> **PROBLEM TO WORK ON**
Look through the data that follows and work out how many lines contain the string "below". Nothing but that number should be given.
::: MATERIAL SHOWN
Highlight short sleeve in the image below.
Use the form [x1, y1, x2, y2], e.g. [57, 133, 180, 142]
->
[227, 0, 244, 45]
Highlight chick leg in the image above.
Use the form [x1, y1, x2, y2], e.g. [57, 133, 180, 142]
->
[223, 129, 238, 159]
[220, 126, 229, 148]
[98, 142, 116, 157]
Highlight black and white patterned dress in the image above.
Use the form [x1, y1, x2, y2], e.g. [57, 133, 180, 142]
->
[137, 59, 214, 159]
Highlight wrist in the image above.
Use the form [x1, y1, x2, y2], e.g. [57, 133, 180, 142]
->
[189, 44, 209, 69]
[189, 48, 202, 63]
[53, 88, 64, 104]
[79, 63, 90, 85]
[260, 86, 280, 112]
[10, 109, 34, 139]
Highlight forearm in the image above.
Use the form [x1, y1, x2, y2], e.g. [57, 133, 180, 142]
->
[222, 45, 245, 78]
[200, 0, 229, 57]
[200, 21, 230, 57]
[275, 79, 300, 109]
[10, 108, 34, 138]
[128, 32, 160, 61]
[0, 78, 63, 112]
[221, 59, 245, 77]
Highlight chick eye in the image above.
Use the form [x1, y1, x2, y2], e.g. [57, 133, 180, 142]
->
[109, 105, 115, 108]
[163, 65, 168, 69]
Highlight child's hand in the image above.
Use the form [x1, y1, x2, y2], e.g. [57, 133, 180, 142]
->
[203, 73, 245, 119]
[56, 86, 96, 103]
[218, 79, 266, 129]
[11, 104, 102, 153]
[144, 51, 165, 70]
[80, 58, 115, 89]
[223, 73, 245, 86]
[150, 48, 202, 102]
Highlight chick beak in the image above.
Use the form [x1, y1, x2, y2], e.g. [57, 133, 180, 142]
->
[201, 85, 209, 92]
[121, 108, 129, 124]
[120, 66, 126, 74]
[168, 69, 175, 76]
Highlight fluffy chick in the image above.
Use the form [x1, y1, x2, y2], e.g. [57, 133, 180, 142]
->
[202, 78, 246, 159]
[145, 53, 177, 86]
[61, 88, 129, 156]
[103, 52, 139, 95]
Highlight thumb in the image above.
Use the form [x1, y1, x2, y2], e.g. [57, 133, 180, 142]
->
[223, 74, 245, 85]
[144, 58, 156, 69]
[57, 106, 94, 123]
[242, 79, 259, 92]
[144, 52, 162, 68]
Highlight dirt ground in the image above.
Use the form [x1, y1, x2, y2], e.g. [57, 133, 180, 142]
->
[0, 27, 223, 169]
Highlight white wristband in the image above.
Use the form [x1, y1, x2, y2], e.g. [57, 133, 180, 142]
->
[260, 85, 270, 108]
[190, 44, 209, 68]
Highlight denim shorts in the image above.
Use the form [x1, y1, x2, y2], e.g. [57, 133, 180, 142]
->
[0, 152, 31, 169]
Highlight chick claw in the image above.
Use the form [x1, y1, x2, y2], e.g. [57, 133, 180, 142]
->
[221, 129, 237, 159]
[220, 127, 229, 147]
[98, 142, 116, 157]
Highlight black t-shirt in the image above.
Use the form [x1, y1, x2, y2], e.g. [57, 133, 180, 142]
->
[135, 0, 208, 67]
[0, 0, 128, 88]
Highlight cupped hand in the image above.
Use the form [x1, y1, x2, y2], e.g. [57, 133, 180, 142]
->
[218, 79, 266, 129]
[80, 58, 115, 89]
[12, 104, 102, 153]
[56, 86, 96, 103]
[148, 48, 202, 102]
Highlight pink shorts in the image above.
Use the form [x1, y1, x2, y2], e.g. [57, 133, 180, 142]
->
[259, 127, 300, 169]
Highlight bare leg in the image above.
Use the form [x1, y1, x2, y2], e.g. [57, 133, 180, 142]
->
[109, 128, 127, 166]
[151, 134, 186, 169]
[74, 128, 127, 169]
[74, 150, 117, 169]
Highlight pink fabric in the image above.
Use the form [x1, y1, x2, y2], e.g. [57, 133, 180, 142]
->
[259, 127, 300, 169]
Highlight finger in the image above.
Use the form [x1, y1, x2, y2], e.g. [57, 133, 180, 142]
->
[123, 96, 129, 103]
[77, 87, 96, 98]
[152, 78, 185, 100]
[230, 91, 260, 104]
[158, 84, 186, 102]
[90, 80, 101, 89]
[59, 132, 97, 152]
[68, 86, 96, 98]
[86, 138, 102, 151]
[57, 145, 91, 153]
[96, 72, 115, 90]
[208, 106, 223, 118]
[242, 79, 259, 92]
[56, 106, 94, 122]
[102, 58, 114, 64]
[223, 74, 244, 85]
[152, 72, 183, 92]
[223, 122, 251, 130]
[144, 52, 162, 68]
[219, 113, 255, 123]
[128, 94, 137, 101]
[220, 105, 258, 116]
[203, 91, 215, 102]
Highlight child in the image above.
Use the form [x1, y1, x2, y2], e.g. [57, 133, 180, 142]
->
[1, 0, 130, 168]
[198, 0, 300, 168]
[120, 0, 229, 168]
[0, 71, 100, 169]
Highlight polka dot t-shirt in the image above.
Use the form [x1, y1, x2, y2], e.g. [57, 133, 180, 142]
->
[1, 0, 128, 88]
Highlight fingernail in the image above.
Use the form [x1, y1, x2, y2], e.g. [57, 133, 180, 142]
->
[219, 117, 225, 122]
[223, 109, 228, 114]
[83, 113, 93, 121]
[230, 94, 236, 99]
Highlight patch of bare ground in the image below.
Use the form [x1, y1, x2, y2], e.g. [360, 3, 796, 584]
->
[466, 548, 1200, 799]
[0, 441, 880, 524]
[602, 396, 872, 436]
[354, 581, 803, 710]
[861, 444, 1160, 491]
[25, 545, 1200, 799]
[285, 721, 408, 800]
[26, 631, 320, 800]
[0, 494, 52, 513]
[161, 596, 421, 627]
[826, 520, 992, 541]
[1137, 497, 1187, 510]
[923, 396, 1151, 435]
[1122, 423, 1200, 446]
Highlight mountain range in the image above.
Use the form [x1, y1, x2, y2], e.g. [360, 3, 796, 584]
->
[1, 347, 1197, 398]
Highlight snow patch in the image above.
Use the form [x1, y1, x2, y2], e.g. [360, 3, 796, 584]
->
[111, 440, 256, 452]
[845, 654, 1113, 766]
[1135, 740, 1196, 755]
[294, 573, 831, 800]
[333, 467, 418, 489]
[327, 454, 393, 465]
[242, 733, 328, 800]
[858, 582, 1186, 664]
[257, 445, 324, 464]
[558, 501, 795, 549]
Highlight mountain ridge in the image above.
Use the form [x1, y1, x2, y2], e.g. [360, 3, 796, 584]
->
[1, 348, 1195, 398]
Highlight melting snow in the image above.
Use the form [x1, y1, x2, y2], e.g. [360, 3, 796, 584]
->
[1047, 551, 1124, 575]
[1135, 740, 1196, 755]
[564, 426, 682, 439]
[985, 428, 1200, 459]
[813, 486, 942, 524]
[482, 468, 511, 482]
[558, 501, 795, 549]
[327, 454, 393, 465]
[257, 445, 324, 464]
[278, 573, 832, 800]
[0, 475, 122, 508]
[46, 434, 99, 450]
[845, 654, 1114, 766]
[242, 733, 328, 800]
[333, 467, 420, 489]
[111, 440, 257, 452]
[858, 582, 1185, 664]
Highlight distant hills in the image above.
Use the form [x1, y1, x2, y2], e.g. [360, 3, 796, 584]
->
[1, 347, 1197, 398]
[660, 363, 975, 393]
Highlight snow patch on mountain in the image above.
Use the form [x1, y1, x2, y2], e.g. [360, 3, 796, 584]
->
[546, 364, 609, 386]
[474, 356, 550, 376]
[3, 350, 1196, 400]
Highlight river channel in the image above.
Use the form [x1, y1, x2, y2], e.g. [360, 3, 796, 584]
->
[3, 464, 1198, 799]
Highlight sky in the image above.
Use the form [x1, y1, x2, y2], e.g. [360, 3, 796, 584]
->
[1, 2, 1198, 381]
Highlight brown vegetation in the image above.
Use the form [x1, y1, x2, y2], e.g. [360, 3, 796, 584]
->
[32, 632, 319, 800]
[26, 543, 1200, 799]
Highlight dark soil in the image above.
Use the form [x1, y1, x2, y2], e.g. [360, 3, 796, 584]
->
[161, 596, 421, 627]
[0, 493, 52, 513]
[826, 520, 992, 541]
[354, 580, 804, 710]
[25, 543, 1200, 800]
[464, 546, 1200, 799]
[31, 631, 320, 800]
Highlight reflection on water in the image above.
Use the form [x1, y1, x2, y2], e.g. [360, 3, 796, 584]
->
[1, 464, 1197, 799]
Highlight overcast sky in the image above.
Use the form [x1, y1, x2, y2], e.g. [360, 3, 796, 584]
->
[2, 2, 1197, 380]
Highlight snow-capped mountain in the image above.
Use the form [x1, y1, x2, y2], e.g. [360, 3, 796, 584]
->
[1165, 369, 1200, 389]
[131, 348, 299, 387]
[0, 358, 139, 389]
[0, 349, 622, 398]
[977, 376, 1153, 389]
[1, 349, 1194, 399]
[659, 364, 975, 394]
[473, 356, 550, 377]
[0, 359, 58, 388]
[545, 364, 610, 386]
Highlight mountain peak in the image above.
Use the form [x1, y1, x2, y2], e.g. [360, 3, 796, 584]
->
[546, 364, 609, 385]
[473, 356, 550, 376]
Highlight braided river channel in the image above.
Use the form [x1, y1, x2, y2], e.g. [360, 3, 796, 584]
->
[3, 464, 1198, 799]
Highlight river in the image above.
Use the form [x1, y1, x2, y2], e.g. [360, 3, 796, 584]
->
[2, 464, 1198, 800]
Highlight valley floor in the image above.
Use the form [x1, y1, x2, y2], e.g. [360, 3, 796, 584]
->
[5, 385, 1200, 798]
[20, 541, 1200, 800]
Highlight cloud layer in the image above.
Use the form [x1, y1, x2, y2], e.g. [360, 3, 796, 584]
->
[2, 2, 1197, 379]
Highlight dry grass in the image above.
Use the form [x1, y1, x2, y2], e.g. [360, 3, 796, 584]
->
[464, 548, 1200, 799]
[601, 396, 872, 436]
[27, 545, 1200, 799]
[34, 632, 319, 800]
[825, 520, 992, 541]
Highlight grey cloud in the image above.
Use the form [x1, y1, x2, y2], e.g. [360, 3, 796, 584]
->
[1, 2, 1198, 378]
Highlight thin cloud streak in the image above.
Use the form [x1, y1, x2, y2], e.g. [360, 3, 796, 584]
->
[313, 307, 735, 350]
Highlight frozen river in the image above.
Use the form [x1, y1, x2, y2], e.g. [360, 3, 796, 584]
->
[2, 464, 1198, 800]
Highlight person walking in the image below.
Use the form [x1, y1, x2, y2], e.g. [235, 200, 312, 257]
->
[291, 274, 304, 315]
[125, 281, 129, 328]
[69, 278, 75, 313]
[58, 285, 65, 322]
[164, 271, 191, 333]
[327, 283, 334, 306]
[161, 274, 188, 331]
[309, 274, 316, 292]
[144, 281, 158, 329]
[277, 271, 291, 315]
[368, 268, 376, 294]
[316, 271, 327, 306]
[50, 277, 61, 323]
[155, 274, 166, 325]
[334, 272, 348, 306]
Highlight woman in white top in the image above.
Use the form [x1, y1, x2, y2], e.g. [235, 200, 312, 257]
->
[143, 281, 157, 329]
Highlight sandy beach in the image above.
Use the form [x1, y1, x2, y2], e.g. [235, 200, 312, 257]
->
::::::
> **ANSWER TO THIS EXERCISE**
3